■ Stored data entries
------------------------------------------------------------------------

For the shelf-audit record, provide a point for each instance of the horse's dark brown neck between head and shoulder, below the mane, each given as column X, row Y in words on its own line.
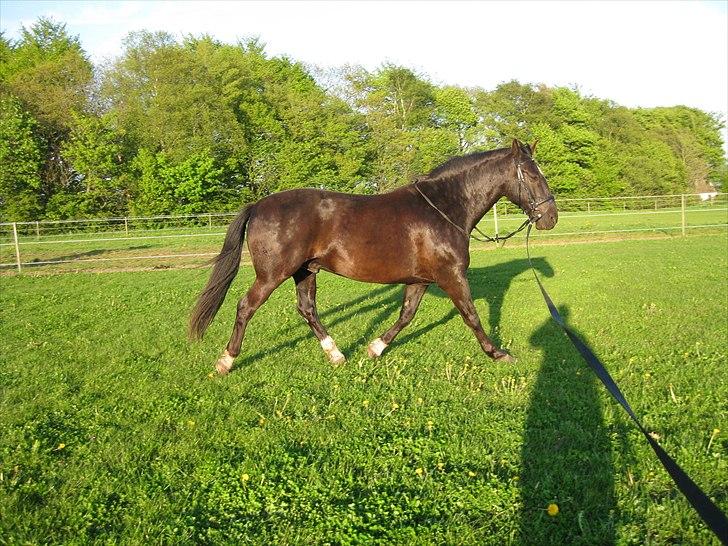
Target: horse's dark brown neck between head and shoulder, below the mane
column 466, row 197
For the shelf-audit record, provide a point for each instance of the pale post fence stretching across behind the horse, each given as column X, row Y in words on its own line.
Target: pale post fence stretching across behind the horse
column 191, row 240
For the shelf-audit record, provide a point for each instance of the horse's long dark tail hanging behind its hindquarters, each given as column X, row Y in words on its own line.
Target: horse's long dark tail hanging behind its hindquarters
column 223, row 273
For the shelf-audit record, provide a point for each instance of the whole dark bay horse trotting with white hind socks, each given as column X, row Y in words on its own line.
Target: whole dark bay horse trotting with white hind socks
column 415, row 235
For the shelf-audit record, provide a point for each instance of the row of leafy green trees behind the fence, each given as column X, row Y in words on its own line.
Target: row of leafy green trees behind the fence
column 194, row 125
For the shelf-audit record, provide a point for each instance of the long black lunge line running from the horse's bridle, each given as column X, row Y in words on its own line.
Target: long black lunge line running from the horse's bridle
column 711, row 514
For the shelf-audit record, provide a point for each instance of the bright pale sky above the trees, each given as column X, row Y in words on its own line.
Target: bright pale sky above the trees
column 652, row 53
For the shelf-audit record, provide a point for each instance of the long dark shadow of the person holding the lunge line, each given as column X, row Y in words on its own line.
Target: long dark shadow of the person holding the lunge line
column 566, row 453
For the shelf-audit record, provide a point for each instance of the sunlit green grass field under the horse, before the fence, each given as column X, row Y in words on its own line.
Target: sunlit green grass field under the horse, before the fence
column 114, row 431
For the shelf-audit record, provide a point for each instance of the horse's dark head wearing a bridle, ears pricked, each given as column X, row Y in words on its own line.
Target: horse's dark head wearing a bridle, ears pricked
column 528, row 187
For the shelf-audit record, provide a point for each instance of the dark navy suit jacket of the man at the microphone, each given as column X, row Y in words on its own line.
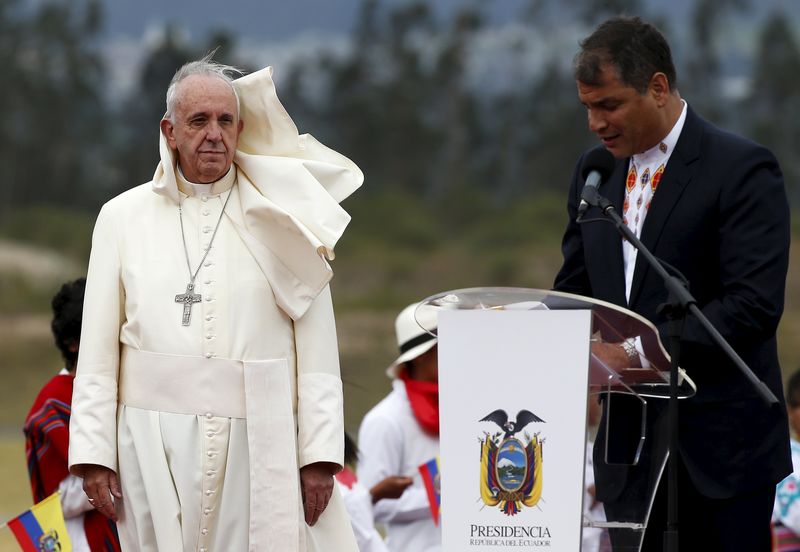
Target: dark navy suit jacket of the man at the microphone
column 720, row 215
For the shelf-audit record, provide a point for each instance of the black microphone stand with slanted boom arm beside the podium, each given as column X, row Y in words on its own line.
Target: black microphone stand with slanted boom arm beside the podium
column 679, row 302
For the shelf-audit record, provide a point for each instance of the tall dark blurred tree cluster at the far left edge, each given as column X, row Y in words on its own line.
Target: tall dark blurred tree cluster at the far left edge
column 52, row 127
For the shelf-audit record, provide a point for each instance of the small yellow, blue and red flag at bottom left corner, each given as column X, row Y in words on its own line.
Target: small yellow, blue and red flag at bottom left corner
column 42, row 527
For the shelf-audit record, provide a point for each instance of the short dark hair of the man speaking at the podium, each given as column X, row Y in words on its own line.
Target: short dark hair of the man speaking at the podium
column 635, row 48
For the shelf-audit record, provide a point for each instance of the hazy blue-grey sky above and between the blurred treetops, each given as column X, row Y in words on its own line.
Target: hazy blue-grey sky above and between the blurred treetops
column 275, row 32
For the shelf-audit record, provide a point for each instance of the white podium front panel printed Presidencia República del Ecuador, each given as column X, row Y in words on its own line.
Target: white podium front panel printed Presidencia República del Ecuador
column 513, row 390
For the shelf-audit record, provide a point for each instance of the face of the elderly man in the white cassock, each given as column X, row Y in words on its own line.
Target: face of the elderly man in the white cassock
column 206, row 128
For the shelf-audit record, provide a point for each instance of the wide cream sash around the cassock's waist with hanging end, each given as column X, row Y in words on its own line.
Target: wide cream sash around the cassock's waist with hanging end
column 258, row 391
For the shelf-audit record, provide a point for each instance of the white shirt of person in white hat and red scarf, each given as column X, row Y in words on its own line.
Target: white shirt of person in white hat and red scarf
column 392, row 442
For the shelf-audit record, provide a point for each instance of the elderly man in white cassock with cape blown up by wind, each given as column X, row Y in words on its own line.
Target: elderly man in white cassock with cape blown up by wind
column 207, row 410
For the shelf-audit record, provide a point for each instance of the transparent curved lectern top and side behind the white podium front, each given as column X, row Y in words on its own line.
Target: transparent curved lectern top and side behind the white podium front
column 627, row 451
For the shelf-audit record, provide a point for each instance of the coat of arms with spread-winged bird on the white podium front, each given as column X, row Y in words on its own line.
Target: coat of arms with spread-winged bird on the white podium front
column 511, row 465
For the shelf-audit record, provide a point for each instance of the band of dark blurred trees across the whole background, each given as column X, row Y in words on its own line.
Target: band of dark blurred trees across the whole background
column 406, row 103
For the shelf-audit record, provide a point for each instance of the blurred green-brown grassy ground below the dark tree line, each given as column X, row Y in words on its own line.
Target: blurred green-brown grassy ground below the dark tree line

------------------------------------------------------------------------

■ TO DO
Would you reproduce the records exactly as they stand, but without the pictures?

■ EXERCISE RESPONSE
For the shelf-audit record, provide a point for each instance of the horse's dark brown neck between head and shoulder, below the mane, each given as column X, row Y in words on its own line.
Target: horse's dark brown neck between head and shoulder, below the mane
column 466, row 197
For the shelf-audit record, provide a point for each instance of the pale post fence stretching across behind the horse, each given as column X, row Y in words on its own line.
Target: pale post fence stretching across behind the horse
column 191, row 240
For the shelf-audit record, provide a point for each instance of the horse's long dark tail hanging behind its hindquarters, each given as column X, row Y in words on its own line.
Target: horse's long dark tail hanging behind its hindquarters
column 223, row 273
For the shelf-audit record, provide a point for each instance of the whole dark bay horse trotting with white hind socks, each given as column X, row Y in words on its own line.
Target: whole dark bay horse trotting with white hind socks
column 415, row 235
For the shelf-audit record, provide a point for each instance of the row of leafy green trees behind the fence, each given as column X, row Y in words on its own line.
Target: row of leafy green trees behind the fence
column 194, row 125
For the shelf-audit record, provide a point for each instance of the long black lunge line running from the horse's bridle, each given as column X, row Y in words on its own line.
Target: long black lunge line running from the horse's bridle
column 711, row 514
For the shelf-audit record, provide a point for each instance of the bright pale sky above the trees, each given as column X, row Y in words on its own line.
Target: bright pale sky above the trees
column 652, row 53
For the shelf-audit record, provide a point for each instance of the long dark shadow of the person holding the lunge line, each given as column X, row Y in words on its own line.
Target: long dark shadow of the person holding the lunge line
column 566, row 453
For the shelf-audit record, provide a point for each instance of the sunlit green grass field under the horse, before the fence, each given as column X, row Y in words on its own line.
Target: sunlit green grass field under the horse, before the fence
column 114, row 431
For the shelf-audit record, provide a point for each instance of the horse's dark head wearing a bridle, ears pricked, each given as column X, row Y in words on its own line.
Target: horse's dark head wearing a bridle, ears pricked
column 528, row 187
For the shelf-audit record, provide a point for each instance of the dark navy suit jacket of the man at the microphone, each given as column X, row Y in words on its own line.
Target: dark navy suit jacket of the man at the microphone
column 720, row 215
For the shelf-audit record, provide a point for each instance of the black microphone stand with slanted boom arm beside the podium, each given as column X, row Y in words on its own line.
Target: black microphone stand with slanted boom arm beside the podium
column 679, row 302
For the shelf-audit record, provide a point for each instance of the tall dark blurred tree cluster at the far left edge, each given as column X, row Y in words on its own line.
Target: tall dark blurred tree cluster at the far left edge
column 52, row 127
For the shelf-audit record, provide a point for each instance of the small yellow, blue and red flag at bottom left corner, each given as column X, row Y in words on its own line.
Target: small yellow, blue and red flag at bottom left corner
column 42, row 527
For the shelf-audit record, provide a point for each instance of the short dark hair of the man speaking at the podium, each given as column X, row Y in words on its own line.
Target: short dark hair of the man speaking at the podium
column 635, row 48
For the shelf-audit record, provide a point for each instance of the hazy blue-grey sky above and between the blurred treetops, each given as column X, row Y in words on its own line.
Target: hazy blue-grey sky above and between the blurred treetops
column 275, row 32
For the shelf-audit record, provide a point for each instance of the white podium front panel printed Presidencia República del Ecuador, each given as column X, row Y in words on its own line.
Target: white podium front panel printed Presidencia República del Ecuador
column 513, row 390
For the shelf-audit record, provide a point for each instance of the face of the elderly man in the white cassock, each given as column X, row Y in words on its own line.
Target: face of the elderly man in the white cassock
column 206, row 128
For the shelf-audit record, provide a point for each instance of the wide cream sash around the cassock's waist with hanging end, each given as column X, row Y in words on its own line.
Target: wide cream sash around the cassock's waist with hanging end
column 258, row 391
For the shelf-audit record, provide a point for each instance of the white shirt of person in white hat and red scarf, each given as column X, row Y in words on its own line.
Target: white shirt of person in white hat and red scarf
column 392, row 442
For the shelf-audit record, provide a point for each instance of the elderly man in white cassock with cape blown up by wind, each given as column X, row Y in words on its own line.
Target: elderly man in white cassock with cape blown up by wind
column 207, row 410
For the shelf-audit record, provide a point for each instance of the transparent curved lectern top and side behind the white podium front, each given as column X, row Y in words on its own line.
Target: transparent curved lectern top and side behind the white podium front
column 627, row 451
For the shelf-audit record, provide a point for each instance of the coat of arms with spread-winged bird on the white podium front, each given as column X, row Y in words on its own line.
Target: coat of arms with spread-winged bird on the white podium front
column 511, row 465
For the shelf-audit record, provide a point for each instance of the band of dark blurred trees across the whole background, each given as column X, row Y in words on its own line.
Target: band of dark blurred trees across the whole background
column 406, row 103
For the shelf-audit record, provide a point for each instance of the blurred green-brown grassy ground below the dark tree line, each given as column X, row Y in words on its own line.
Target: blurred green-brown grassy ground below the dark tree line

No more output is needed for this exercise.